◆ Work required ◆
Restate the whole listing word for word. Pictures are left out.

◆ Data excerpts ◆

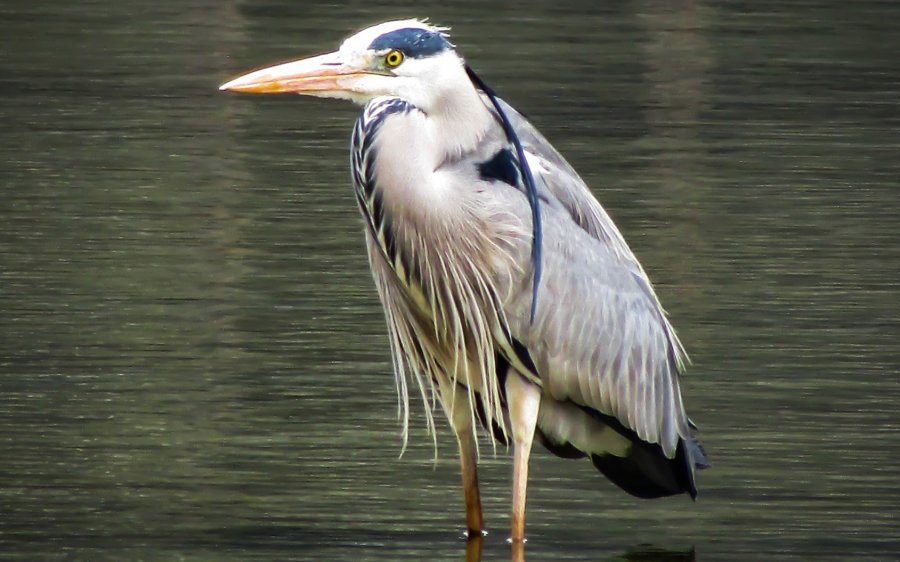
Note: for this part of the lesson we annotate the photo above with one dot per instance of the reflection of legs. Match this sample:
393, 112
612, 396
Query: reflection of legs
459, 413
524, 399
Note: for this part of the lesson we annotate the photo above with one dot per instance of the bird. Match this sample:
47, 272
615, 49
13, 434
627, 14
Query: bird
511, 298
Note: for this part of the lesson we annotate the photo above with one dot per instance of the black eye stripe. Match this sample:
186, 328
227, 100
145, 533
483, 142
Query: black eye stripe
413, 42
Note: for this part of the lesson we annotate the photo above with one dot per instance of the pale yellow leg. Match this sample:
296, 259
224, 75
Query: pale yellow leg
458, 411
524, 400
468, 459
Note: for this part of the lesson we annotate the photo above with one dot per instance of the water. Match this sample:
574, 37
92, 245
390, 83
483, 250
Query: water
193, 359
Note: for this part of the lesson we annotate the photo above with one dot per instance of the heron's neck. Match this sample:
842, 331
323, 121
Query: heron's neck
458, 122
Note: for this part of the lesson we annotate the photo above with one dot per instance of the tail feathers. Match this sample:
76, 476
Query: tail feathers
647, 473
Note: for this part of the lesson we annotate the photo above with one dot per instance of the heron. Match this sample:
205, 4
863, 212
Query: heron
510, 296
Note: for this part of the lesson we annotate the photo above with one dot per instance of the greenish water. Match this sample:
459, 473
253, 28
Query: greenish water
193, 363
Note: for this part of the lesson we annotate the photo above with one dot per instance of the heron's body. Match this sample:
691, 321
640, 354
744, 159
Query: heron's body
590, 368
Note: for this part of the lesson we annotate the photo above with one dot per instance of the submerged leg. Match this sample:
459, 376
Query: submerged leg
458, 410
524, 400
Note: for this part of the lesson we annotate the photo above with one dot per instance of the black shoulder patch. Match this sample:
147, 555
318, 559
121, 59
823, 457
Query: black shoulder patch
502, 167
413, 42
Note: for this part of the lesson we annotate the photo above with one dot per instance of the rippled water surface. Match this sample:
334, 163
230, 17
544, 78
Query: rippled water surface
193, 359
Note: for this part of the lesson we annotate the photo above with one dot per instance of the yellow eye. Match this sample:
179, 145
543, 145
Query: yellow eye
393, 59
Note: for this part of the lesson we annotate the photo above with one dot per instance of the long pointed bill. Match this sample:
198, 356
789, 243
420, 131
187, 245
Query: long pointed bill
318, 75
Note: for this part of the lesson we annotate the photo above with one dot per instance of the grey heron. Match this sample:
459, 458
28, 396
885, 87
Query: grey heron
510, 295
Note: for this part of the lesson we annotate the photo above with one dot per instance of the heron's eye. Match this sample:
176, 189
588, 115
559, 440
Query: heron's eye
393, 59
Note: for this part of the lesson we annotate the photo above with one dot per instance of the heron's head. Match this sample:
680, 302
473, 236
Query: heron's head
408, 59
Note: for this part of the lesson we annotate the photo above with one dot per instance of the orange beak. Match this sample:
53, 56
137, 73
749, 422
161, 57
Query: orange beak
317, 75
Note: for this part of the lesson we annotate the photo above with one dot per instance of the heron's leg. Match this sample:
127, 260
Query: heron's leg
468, 459
459, 412
524, 401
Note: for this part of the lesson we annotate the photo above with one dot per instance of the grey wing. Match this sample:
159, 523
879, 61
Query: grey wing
600, 337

◆ Worked solution ◆
Note: for this part of the lesson we annotate the photo above with one dot per instance of the reflection of legs. Match this sample:
393, 112
612, 396
Query: reflection of legs
459, 413
524, 399
Note: for this part of the lesson we annotate the photo above with one dot per instance of the bird. Match this sample:
47, 272
615, 49
13, 434
627, 14
Query: bird
511, 298
Note: for this part of the lesson we annotate the photo above with one dot per instance of the black eye stripe. Match this sample:
186, 328
227, 100
145, 533
483, 142
Query: black eye stripe
413, 42
Note: for this part of the lesson we annotate the photo above with one dot per instance of the pale yellow leg. Match this sample:
296, 259
224, 75
Query: pale yellow leg
458, 411
524, 400
468, 459
Note: for this part of the lesson we annotate the photo above with one dot per instance of the water. Match this sample:
574, 37
92, 245
390, 83
483, 250
Query: water
193, 359
Note: for this part of the lesson we annotate the photo above with one dot per instance of the heron's neck. Match this sample:
842, 331
323, 121
Query: heron's neck
458, 122
Note: for this part of the lesson we annotate the photo above with one dot per instance of the tail feathers. Match this sample:
76, 476
Query: tail feathers
647, 473
Note: for this part of the lesson we annotate the photo above with one dot per instance of the heron. Match this sample:
205, 4
863, 212
Query: heron
510, 296
Note: for this part of the lesson we annotate the photo above with one dot per instance of the greenish water. Match this sample:
459, 473
253, 28
Query: greenish water
193, 363
Note: for this part of the lesson we annotate the photo above with one dot per instance of the heron's body. Match this sample:
691, 321
640, 354
744, 159
Query: heron's body
590, 368
Note: for this part of the lesson we annotate the photo above with one dot per instance of the submerged leg. Match this sample:
459, 376
Query: submerged leg
458, 410
524, 400
Note: for this part of the lesson we annotate the photo above with one dot per instance of the black shoulder patch. Match this sample:
147, 555
318, 559
121, 59
823, 457
Query: black shoulder patch
502, 167
413, 42
Note: for this part of the lesson we annotate the photo above with one dot per instance of the rippled water surface. Match this sample:
334, 163
230, 17
544, 78
Query: rippled water surface
193, 359
Note: for this part of the lesson we annotate the photo above with one dot per instance of the yellow eye. Match this sample:
179, 145
543, 145
Query: yellow eye
393, 59
Note: for this part of the lesson we annotate the photo above with one dot per instance of the long pointed bill. Match this sample:
198, 356
789, 243
420, 131
187, 245
Query: long pointed bill
318, 75
Note: for this part of the lesson we annotate the photo above with one dot per instance of the grey heron. Match this sample:
459, 458
28, 396
885, 87
Query: grey heron
510, 295
Note: for this part of the lesson we annotate the photo above with one dot per instance of the heron's eye. Match this sample:
176, 189
588, 115
559, 440
Query: heron's eye
393, 59
Note: for this part of the lesson we annotate the photo above with one dot per instance of the heron's head. Match this sample:
680, 302
473, 236
Query: heron's head
408, 59
Note: for this part of the lesson we annotate the photo above with one dot per instance of the orange beak. Match this sample:
53, 56
137, 73
749, 422
161, 57
Query: orange beak
317, 75
Note: for this part of the lesson we annotate the photo above with one dot per instance of the heron's leg. Match this sample:
127, 260
Query: heron's leg
468, 459
459, 412
524, 401
Note: for this part of the lesson we annotate the photo above with one dot per instance of the grey wing. Match this sample:
159, 523
879, 61
Query: grey wing
600, 337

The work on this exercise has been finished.